_Aim of the task_. For each statement below, say whether the manga panel commentary agrees, answering yes or no and quoting the deciding words. (a) In the panel showing Tohru on the ground, the camera is at ground level. (b) The background patterns in the fourth panel are lighter than the flowers in panel 1. (c) Hiro's speech balloons are drawn with thin, wavery lines.

_Page text_.
§
Next panel - Tohru on the ground, shocked. The camera is at ground-level so we're down there with her, sympathizing. Note how her speech balloons have really thin, wavery lines, much like her voice is at this moment, I expect, and Hiro's have strong, confident lines.

Third panel - Hiro's hand with the notebook he's talking about, from Tohru's point of view, and she's focusing on it. You have a teeny little cartoon of a rice ball with eyes representing Tohru (it's a metaphor that runs through the series and is referred to in the title) next to a speech balloon that shows it's her saying "EH?".

Fourth panel - the biggest one on the page showing what a little snot Hiro is (like we hadn't figured that out already). It's the important panel because it's his intro panel, where we learn his name and that he's one of the Sohmas. The patterns in the background here are darker and heavier than the flowers in panel 1, because he's a threatening, dark character. The camera is looking up at him from Tohru's point of view (POV) - we see what she sees. The upward angle also makes him loom over her in a threatening manner, helped by his dark clothing and the dark tones in the background. You can see that the panel borders are there mostly for formality's sake, to indicate where each panel begins and ends. Boxing the panels in fully would lose some of the emotional effect of the spillage acros the page.
§
_Image-grounded pointing data_.

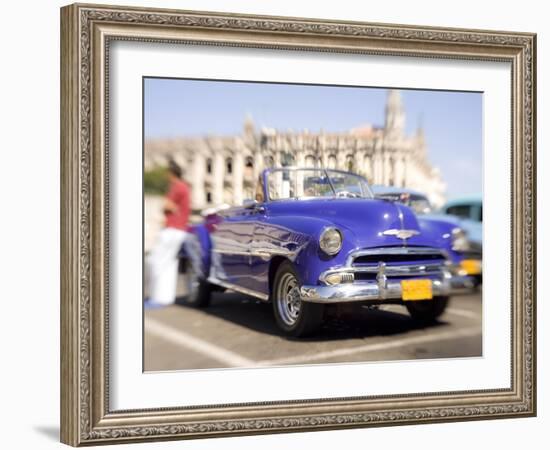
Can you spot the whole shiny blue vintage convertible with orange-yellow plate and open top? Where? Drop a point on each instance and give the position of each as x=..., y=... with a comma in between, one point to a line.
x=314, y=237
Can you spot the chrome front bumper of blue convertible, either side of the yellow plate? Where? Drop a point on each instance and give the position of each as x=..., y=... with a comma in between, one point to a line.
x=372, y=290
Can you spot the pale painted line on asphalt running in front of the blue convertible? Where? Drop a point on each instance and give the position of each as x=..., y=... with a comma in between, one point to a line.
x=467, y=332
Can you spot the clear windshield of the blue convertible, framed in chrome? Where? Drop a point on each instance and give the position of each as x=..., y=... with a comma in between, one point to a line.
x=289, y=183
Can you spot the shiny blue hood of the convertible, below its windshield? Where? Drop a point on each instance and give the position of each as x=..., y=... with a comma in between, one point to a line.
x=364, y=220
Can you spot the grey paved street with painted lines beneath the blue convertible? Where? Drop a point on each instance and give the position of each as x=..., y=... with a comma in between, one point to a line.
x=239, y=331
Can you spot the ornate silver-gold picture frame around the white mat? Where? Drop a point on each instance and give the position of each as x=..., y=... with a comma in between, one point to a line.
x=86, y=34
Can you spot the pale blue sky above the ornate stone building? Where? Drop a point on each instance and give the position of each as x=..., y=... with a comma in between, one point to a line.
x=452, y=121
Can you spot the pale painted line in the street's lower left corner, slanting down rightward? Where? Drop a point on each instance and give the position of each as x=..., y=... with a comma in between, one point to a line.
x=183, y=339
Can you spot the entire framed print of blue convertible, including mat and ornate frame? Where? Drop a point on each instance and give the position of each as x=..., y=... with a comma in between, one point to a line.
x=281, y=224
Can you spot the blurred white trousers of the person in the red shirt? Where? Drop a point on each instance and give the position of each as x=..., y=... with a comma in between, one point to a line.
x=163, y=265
§
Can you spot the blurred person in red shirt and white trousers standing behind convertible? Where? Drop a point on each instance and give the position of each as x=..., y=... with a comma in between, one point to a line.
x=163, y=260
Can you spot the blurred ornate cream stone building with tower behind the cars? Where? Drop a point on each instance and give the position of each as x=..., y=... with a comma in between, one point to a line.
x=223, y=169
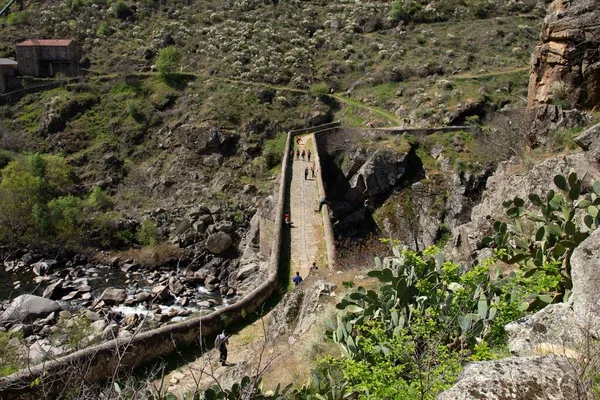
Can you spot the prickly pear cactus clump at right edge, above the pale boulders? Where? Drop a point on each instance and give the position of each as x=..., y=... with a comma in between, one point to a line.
§
_The completed task_.
(a) Yes: "The camera is at ground-level so we're down there with her, sympathizing."
(b) No: "The patterns in the background here are darker and heavier than the flowers in panel 1"
(c) No: "Hiro's have strong, confident lines."